What is required:
Rewrite the listing from the line containing "Target: stone statue" through its last line, keeping the requests, and multiply each point coordinate in the answers by 1.6, rounding to whole numbers with halves rounded up. Give only those lines.

↓↓↓

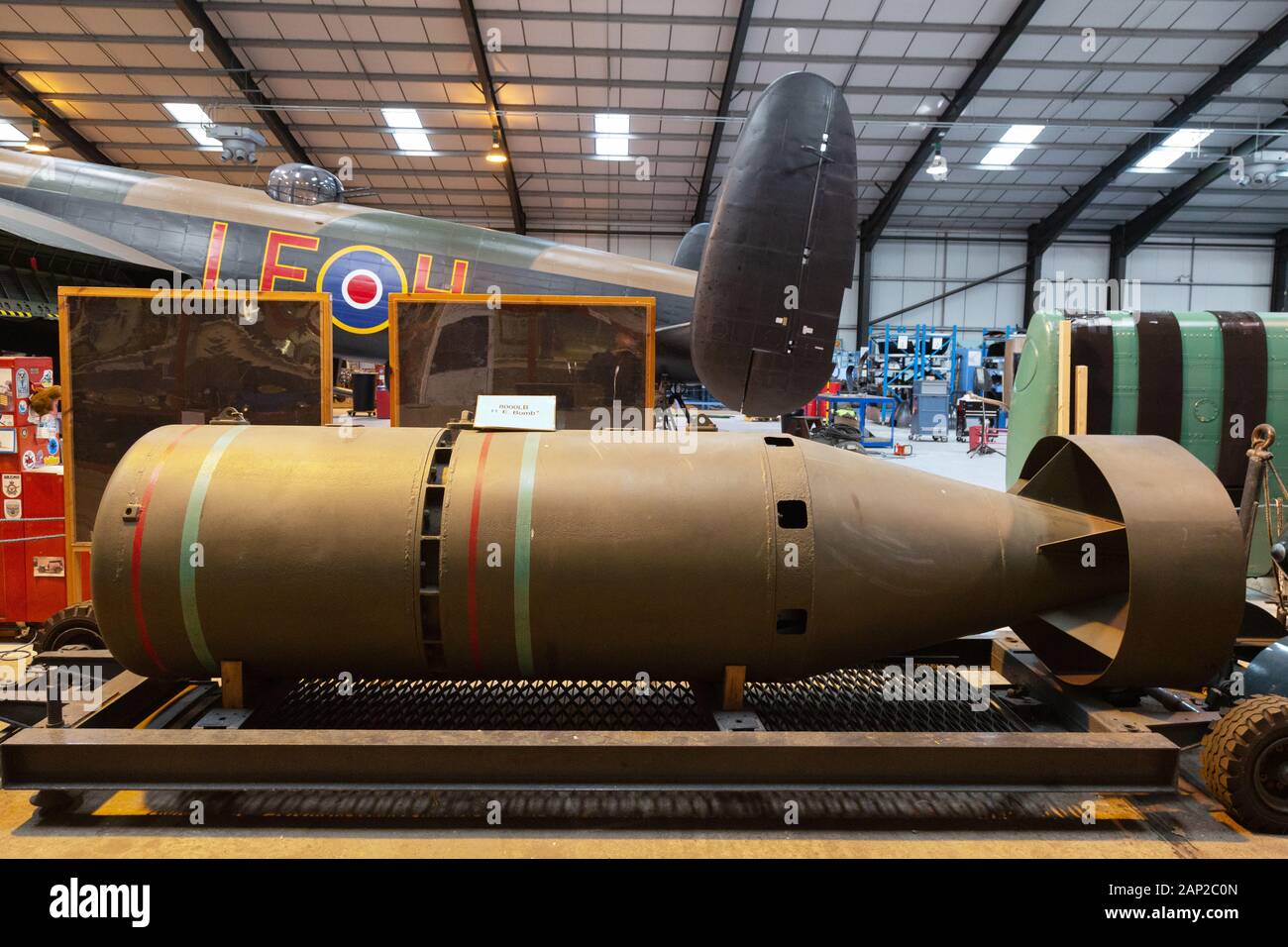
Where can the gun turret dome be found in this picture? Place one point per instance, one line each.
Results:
(300, 183)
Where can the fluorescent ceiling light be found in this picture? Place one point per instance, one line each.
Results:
(1021, 134)
(612, 136)
(411, 140)
(9, 134)
(194, 118)
(1003, 155)
(1171, 150)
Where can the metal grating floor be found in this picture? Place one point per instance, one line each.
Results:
(841, 701)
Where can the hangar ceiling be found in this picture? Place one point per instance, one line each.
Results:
(316, 77)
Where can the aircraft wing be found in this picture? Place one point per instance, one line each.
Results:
(48, 230)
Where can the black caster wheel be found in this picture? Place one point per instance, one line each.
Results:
(1245, 763)
(73, 626)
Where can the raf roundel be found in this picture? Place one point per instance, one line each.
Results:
(360, 279)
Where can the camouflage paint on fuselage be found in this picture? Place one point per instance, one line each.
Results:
(211, 231)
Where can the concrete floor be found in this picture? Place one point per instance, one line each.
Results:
(688, 825)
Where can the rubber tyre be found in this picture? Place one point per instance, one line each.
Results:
(72, 625)
(1232, 753)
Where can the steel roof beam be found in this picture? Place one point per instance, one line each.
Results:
(31, 103)
(1128, 236)
(484, 81)
(726, 93)
(215, 42)
(625, 53)
(1006, 38)
(1046, 231)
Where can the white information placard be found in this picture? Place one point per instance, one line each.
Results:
(515, 411)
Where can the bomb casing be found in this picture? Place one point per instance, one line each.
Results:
(437, 553)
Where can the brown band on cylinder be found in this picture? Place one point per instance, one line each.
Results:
(1094, 347)
(1158, 408)
(1244, 390)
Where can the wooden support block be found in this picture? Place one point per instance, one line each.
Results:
(735, 677)
(233, 684)
(1080, 418)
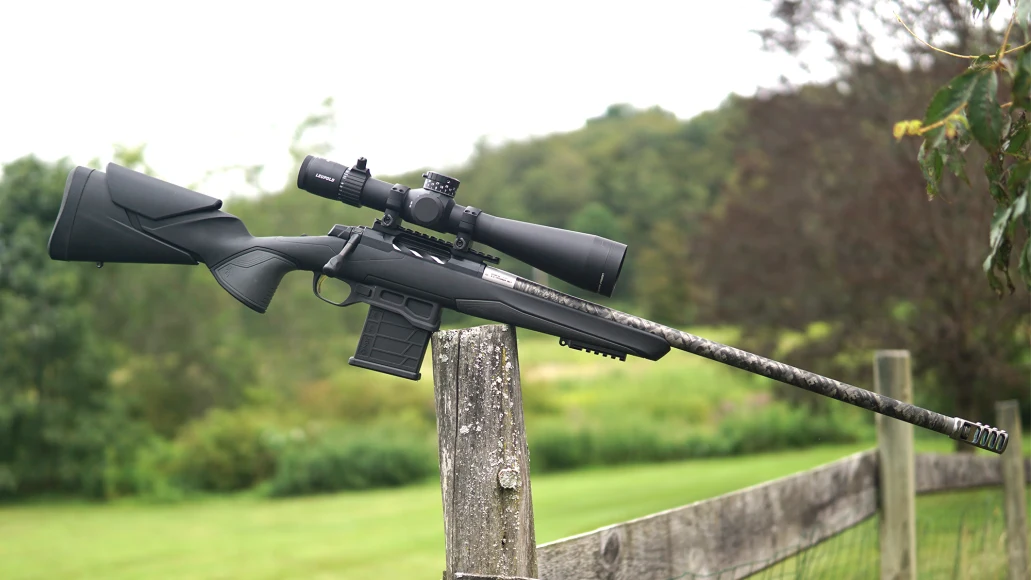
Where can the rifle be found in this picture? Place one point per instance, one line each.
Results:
(406, 277)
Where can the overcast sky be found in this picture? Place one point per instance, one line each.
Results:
(208, 83)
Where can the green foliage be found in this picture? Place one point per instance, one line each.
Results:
(225, 451)
(61, 429)
(353, 457)
(564, 444)
(1000, 129)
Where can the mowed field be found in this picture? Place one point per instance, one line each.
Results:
(359, 536)
(399, 533)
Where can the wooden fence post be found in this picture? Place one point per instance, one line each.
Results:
(485, 467)
(897, 483)
(1008, 417)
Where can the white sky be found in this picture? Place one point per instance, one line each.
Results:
(208, 83)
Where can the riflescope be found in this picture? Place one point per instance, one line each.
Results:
(589, 262)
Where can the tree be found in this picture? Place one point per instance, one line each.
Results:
(61, 427)
(984, 104)
(828, 234)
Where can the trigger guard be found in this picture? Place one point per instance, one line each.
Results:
(317, 279)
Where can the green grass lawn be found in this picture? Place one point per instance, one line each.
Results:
(369, 535)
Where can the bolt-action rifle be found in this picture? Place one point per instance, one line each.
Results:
(406, 277)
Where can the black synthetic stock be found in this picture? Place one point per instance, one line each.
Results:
(589, 262)
(125, 216)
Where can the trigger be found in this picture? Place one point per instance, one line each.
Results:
(317, 281)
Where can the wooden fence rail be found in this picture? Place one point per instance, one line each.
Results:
(476, 378)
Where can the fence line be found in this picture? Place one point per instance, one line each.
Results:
(729, 537)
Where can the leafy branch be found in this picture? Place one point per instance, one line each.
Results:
(967, 110)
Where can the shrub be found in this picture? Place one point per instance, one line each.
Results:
(224, 451)
(353, 458)
(558, 443)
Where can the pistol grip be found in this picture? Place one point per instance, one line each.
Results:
(396, 335)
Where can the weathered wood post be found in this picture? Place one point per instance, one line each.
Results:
(897, 482)
(485, 465)
(1008, 416)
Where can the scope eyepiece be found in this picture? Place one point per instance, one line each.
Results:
(333, 180)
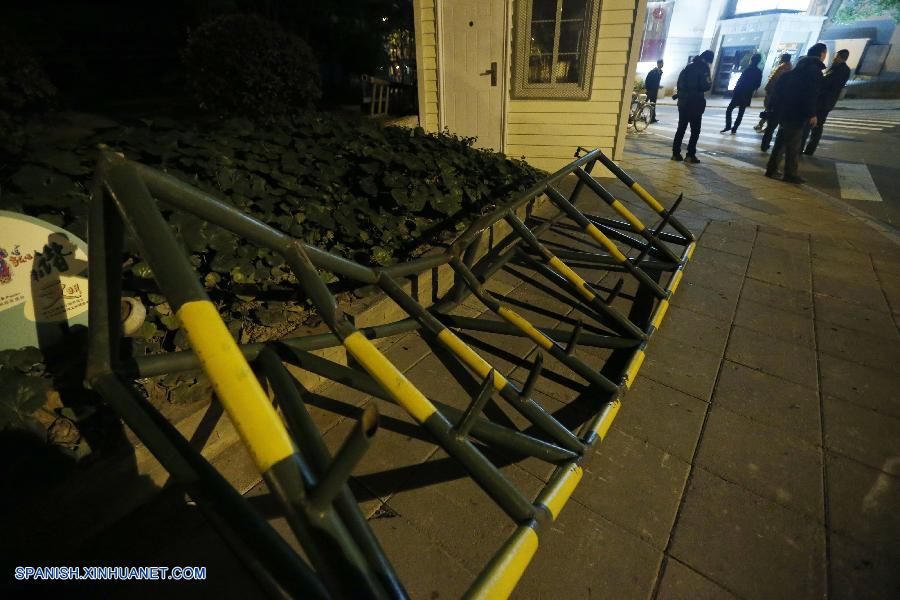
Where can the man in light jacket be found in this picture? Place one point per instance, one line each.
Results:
(746, 86)
(795, 102)
(783, 67)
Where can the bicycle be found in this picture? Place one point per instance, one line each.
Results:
(642, 112)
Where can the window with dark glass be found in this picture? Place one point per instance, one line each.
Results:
(554, 46)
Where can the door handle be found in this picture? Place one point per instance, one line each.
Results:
(493, 73)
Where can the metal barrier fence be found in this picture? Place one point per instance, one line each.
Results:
(344, 557)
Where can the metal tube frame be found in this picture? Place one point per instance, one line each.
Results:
(311, 485)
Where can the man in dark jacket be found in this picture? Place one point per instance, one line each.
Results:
(795, 102)
(652, 85)
(693, 82)
(835, 79)
(747, 84)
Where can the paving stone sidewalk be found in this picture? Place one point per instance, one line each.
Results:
(757, 455)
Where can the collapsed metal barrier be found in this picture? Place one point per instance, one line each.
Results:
(344, 557)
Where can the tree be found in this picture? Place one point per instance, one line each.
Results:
(857, 10)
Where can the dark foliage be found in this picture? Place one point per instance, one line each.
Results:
(247, 66)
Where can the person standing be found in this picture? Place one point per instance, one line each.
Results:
(747, 85)
(652, 85)
(834, 81)
(783, 67)
(795, 101)
(693, 83)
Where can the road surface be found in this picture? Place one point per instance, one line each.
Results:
(858, 159)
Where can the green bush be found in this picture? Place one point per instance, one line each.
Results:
(247, 66)
(373, 194)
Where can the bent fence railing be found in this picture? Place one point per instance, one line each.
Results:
(601, 338)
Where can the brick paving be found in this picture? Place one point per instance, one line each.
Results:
(757, 455)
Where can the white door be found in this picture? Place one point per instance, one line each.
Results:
(473, 64)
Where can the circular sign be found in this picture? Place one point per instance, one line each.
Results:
(43, 282)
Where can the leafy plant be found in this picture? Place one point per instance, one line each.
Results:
(244, 65)
(373, 194)
(857, 10)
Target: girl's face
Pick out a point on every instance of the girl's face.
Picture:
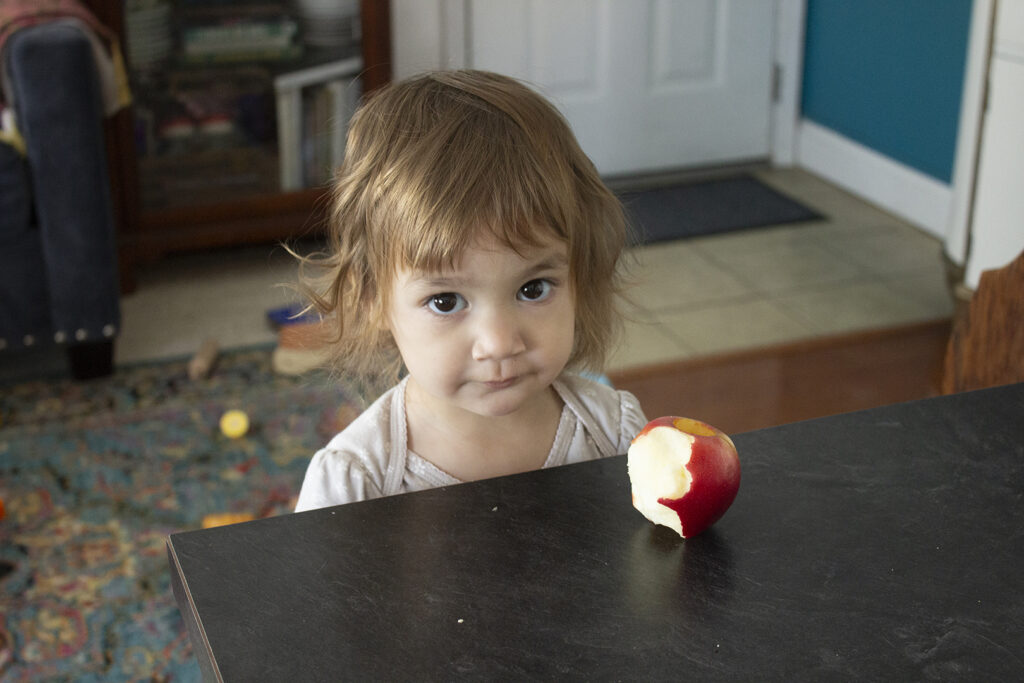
(489, 335)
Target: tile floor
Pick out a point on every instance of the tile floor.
(859, 268)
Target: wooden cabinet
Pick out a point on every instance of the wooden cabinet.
(147, 229)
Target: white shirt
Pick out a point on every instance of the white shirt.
(370, 458)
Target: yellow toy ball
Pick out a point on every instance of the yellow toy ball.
(235, 424)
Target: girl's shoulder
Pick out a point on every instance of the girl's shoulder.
(354, 464)
(614, 412)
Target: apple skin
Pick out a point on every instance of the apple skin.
(684, 473)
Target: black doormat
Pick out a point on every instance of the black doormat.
(709, 207)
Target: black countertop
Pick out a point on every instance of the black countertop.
(886, 544)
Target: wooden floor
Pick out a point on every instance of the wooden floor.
(748, 390)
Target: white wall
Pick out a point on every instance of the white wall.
(418, 35)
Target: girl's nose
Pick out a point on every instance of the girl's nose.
(498, 337)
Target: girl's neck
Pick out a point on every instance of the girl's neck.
(471, 446)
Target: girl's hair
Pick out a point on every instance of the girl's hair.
(432, 161)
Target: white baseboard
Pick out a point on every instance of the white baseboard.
(912, 196)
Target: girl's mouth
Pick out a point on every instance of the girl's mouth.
(502, 384)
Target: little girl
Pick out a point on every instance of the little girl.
(474, 247)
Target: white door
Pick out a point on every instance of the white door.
(646, 84)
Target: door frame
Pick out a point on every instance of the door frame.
(786, 72)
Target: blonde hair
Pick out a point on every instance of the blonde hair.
(429, 163)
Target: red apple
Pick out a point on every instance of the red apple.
(684, 473)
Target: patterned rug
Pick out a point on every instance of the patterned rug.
(95, 475)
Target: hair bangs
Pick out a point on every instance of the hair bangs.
(466, 193)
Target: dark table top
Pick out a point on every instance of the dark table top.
(886, 544)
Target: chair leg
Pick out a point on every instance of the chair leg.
(91, 359)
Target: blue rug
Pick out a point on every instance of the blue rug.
(95, 475)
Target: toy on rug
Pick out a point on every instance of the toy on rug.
(225, 518)
(302, 341)
(202, 364)
(235, 423)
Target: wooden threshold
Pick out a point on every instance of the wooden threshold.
(775, 385)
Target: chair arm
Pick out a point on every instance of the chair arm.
(56, 98)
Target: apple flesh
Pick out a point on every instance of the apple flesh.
(684, 473)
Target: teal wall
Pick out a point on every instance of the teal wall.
(889, 75)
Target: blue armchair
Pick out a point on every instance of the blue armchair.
(58, 273)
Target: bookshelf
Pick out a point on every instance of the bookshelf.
(235, 126)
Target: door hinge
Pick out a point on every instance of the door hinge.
(776, 83)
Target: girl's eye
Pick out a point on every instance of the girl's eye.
(446, 303)
(535, 290)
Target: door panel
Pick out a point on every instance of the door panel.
(646, 84)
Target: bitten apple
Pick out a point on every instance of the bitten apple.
(684, 473)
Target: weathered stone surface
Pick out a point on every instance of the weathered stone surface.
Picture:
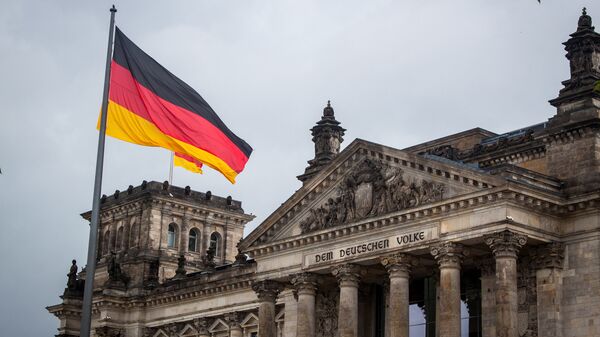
(398, 267)
(449, 256)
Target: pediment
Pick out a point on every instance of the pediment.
(368, 180)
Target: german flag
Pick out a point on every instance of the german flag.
(150, 106)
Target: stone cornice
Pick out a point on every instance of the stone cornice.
(505, 243)
(359, 149)
(535, 200)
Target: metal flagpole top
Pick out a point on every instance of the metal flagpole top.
(86, 310)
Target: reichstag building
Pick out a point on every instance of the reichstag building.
(474, 234)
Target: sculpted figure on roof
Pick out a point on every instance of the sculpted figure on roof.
(372, 189)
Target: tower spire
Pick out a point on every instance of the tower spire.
(583, 53)
(327, 136)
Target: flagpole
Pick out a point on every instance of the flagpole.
(171, 168)
(90, 271)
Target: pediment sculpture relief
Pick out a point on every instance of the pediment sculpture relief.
(373, 189)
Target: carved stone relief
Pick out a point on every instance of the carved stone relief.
(527, 296)
(372, 189)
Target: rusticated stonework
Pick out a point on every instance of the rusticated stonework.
(527, 297)
(267, 290)
(449, 254)
(372, 189)
(505, 243)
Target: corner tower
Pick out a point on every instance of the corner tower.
(327, 136)
(573, 135)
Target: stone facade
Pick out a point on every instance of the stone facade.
(473, 234)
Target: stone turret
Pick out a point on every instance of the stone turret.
(327, 136)
(578, 101)
(572, 136)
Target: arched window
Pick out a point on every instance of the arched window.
(105, 242)
(215, 243)
(133, 234)
(171, 236)
(119, 243)
(193, 240)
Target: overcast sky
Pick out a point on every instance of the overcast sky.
(397, 73)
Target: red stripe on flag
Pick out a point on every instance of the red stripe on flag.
(173, 120)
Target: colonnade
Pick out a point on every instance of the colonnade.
(505, 246)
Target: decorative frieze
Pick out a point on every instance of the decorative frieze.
(398, 263)
(327, 306)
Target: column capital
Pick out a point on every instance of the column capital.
(305, 283)
(233, 319)
(347, 274)
(549, 256)
(449, 254)
(398, 264)
(505, 243)
(267, 290)
(201, 325)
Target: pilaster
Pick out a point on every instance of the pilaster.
(267, 292)
(449, 256)
(348, 276)
(505, 246)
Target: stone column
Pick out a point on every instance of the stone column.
(348, 276)
(235, 329)
(488, 296)
(505, 245)
(306, 287)
(549, 260)
(449, 256)
(398, 267)
(267, 292)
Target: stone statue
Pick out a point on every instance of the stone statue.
(209, 259)
(72, 276)
(371, 190)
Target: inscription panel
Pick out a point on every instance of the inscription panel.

↑↑↑

Exercise solution:
Target: stone statue
Pick out a point on every instance of the stone statue.
(334, 414)
(115, 442)
(594, 304)
Target: inscription panel
Pick out a point on every instance of the inscription panel.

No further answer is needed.